WHAT TO WORK ON:
Transcribe the full listing exactly, and drop every picture.

EXERCISE INPUT:
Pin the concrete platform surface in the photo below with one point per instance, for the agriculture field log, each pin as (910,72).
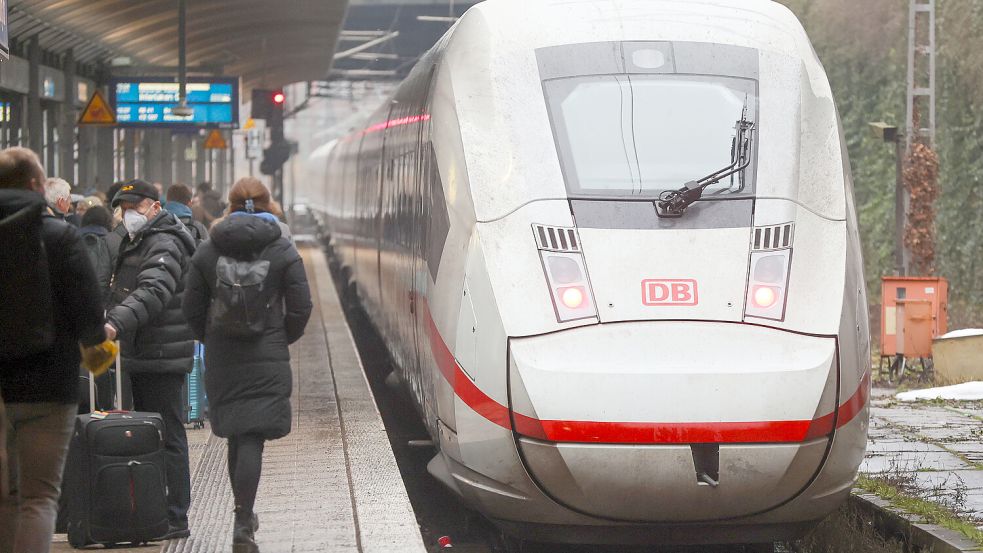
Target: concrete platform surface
(932,448)
(332,485)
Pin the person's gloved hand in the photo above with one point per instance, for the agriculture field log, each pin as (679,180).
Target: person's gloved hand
(97,359)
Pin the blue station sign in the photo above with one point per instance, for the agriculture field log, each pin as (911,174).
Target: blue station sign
(150,101)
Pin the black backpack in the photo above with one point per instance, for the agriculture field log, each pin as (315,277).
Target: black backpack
(101,258)
(27,323)
(242,298)
(193,229)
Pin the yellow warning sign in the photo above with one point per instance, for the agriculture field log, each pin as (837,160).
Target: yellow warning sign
(215,140)
(97,112)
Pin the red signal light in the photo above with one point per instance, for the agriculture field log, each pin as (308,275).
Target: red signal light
(765,296)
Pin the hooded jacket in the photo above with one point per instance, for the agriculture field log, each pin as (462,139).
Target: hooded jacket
(100,254)
(184,214)
(52,375)
(248,382)
(145,298)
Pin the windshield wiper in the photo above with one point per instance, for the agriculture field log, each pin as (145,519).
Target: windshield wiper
(673,203)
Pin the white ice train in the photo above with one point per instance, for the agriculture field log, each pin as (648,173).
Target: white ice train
(612,249)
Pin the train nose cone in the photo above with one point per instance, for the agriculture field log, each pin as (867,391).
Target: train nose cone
(658,421)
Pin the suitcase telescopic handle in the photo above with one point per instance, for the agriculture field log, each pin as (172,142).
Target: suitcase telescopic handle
(118,400)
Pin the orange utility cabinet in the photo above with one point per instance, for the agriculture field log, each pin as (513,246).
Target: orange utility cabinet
(913,312)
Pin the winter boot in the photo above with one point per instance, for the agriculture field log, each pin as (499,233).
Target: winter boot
(243,530)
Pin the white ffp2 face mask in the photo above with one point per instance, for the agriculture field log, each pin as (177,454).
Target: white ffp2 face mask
(134,221)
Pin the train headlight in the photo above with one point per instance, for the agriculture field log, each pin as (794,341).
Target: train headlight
(768,284)
(566,273)
(573,298)
(764,297)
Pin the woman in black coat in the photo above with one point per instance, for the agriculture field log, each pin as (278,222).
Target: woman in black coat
(248,380)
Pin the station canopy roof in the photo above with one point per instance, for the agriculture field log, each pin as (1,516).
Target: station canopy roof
(267,43)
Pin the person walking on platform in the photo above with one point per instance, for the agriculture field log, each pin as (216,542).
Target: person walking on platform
(51,304)
(247,268)
(58,194)
(179,199)
(157,348)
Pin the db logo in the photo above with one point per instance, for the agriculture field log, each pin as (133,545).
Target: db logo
(681,291)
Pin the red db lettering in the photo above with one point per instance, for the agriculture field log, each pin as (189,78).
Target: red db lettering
(676,291)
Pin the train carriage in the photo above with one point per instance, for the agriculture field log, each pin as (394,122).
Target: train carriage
(612,249)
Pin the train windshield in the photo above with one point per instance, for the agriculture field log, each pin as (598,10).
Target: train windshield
(638,135)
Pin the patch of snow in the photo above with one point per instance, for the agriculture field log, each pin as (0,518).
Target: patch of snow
(967,391)
(962,333)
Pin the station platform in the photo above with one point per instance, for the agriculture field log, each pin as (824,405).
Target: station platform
(333,483)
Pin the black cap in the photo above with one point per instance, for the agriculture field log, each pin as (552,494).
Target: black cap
(135,191)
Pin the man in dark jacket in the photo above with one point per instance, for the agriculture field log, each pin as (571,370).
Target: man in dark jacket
(179,199)
(156,344)
(41,390)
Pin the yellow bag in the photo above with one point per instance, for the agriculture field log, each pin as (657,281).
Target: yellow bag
(97,359)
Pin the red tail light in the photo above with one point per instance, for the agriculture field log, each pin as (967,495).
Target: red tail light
(764,296)
(768,284)
(566,273)
(573,297)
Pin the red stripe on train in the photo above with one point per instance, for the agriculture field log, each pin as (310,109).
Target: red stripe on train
(638,432)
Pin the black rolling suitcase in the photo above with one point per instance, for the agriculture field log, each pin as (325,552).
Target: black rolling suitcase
(114,477)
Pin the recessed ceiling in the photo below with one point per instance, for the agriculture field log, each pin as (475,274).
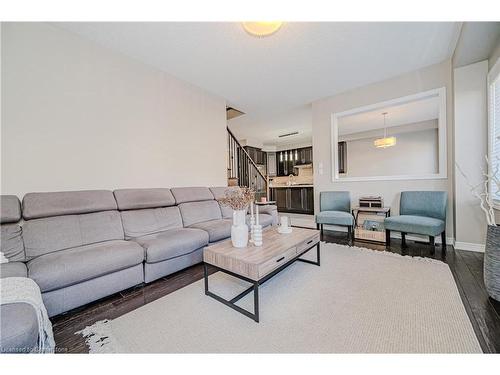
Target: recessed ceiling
(403,114)
(296,65)
(268,77)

TASK RESULT:
Pin the concrete platform surface in the photo below with one point per instance, for the agriculture field log, each pin as (910,72).
Target: concrete platform surface
(932,448)
(332,485)
Pin the person's gloved hand in the photo above with one point per instance, for the agriculture field log, each pin as (679,180).
Target: person's gloved hand
(97,359)
Pin the blue station sign in the photo above with one point per instance, for the agriculture field log, each pin as (911,174).
Target: blue station sign
(150,101)
Pin the black backpack in the photo above with one point per instance, for the agriculture field log, each pin as (315,277).
Target: black backpack
(101,258)
(27,323)
(242,298)
(193,229)
Pin the yellow warning sign in the photo above with one point per instance, for the agriculture field log, each pin as (837,160).
Target: yellow warning sign
(215,140)
(97,112)
Pin the red signal light in the photo above with one point per instance, for the agriculture field log, each pin as (308,275).
Target: red signal light
(765,296)
Pin the hooded jacket in the photo above with one point per instance, for the agriculture field log, each pin as (462,139).
Target: hooded jacket
(100,254)
(184,214)
(52,375)
(248,382)
(145,298)
Pin the windshield wiper in the photo above with one point per instance, for the agriculture field log, each pin as (145,519).
Target: windshield wiper
(673,203)
Pin the white ice train in the photo above with one point per instance, for the agriculture field log, each pin as (648,173).
Target: white ice train
(612,249)
Pin the train nose cone in the photo above with one point per instance, for the agriculture field log, each pin as (867,391).
Target: train nose cone
(658,421)
Pin the suitcase telescopic handle in the photo above with one point per instance, for the agriculture field log, each pin as (172,142).
Target: suitcase telescopic handle
(118,400)
Pin the orange utility cabinet in the photo above with one point per instance, for the agriculture field log, each pin as (513,246).
Target: orange utility cabinet
(913,312)
Pin the winter boot in the photo above with one point per instance, for the agriculture field log, each pin as (499,233).
Target: winter boot
(243,530)
Pin the white ffp2 face mask in the photo above with one point per instance, for the agriculture field log, each pin as (177,454).
Target: white ffp2 face mask
(134,221)
Pin the train headlight in the photo above with one point per instance, for the agriculture field log, each pin as (794,341).
Target: train headlight
(768,284)
(566,273)
(573,298)
(764,297)
Pin the woman in black coat in the photo above with one point per instance, for the agriculture field log, each pin as (278,222).
Target: woman in black coat
(248,380)
Pin the station canopy roof in the photo above with one point per instance, for the agriculture field log, each pin as (1,516).
Target: station canopy roof
(267,43)
Pin the person walking on platform in the photo above with one point per instance, for the agriculture field log, each pin as (216,542).
Target: person walking on platform
(51,304)
(247,268)
(58,194)
(179,199)
(157,348)
Pin the db logo in the photo above with one point per instance, for the agriculture field log, each pin as (133,545).
Target: db logo
(681,291)
Pin the red db lettering in the photo above with one point per instance, for the agriculture field log, each pin as (189,78).
Target: red db lettering
(676,291)
Pin the train carriage in the photo above with one point per instance, for the agriculture field log, each pin as (394,122).
Target: train carriage
(612,249)
Pin the train windshield in the photo above with one point per instance, for the agriculture field log, each pin as (598,10).
Target: train windshield
(638,135)
Pin the patch of snow in the photo above with one point per instance, for the agriculture field log, each pin as (0,518).
Target: patch of snow
(967,391)
(962,333)
Pin the station platform in the photo above with one point per instance, for the agriculture field log, each pin as (824,405).
Target: station platform
(333,483)
Pin the black cap in the photo above with one point per instance, for the agriculture field log, each pin as (552,494).
Target: black cap
(135,191)
Pin the man in dark jacket in the photo above with one point per instance, for the agriculture field log, each pin as (571,370).
Target: man in dark jacket
(179,199)
(156,344)
(41,390)
Pin the yellow bag in the photo above with one point per instance, for the agriculture field log, each pin as (657,281).
Target: yellow bag
(97,359)
Pin the red tail light in the photo above with one point per instance, for the agriculture field log, each pin as (967,495).
Target: red tail light
(764,296)
(768,284)
(566,273)
(573,297)
Pin the red stripe on train in the photo above with one point per instance, for the agriculture field log, each pin as (310,109).
Target: red stripe on train
(638,432)
Pin the black rolling suitcase in the photo above with one point per instance, for the agriculture field log, each pin as (325,552).
Target: black rolling suitcase
(114,477)
Pin the recessed ceiling in the photo below with one point per instance, for the agriculture field log, each pin as (475,274).
Target: recessed ceiling
(403,114)
(296,65)
(268,77)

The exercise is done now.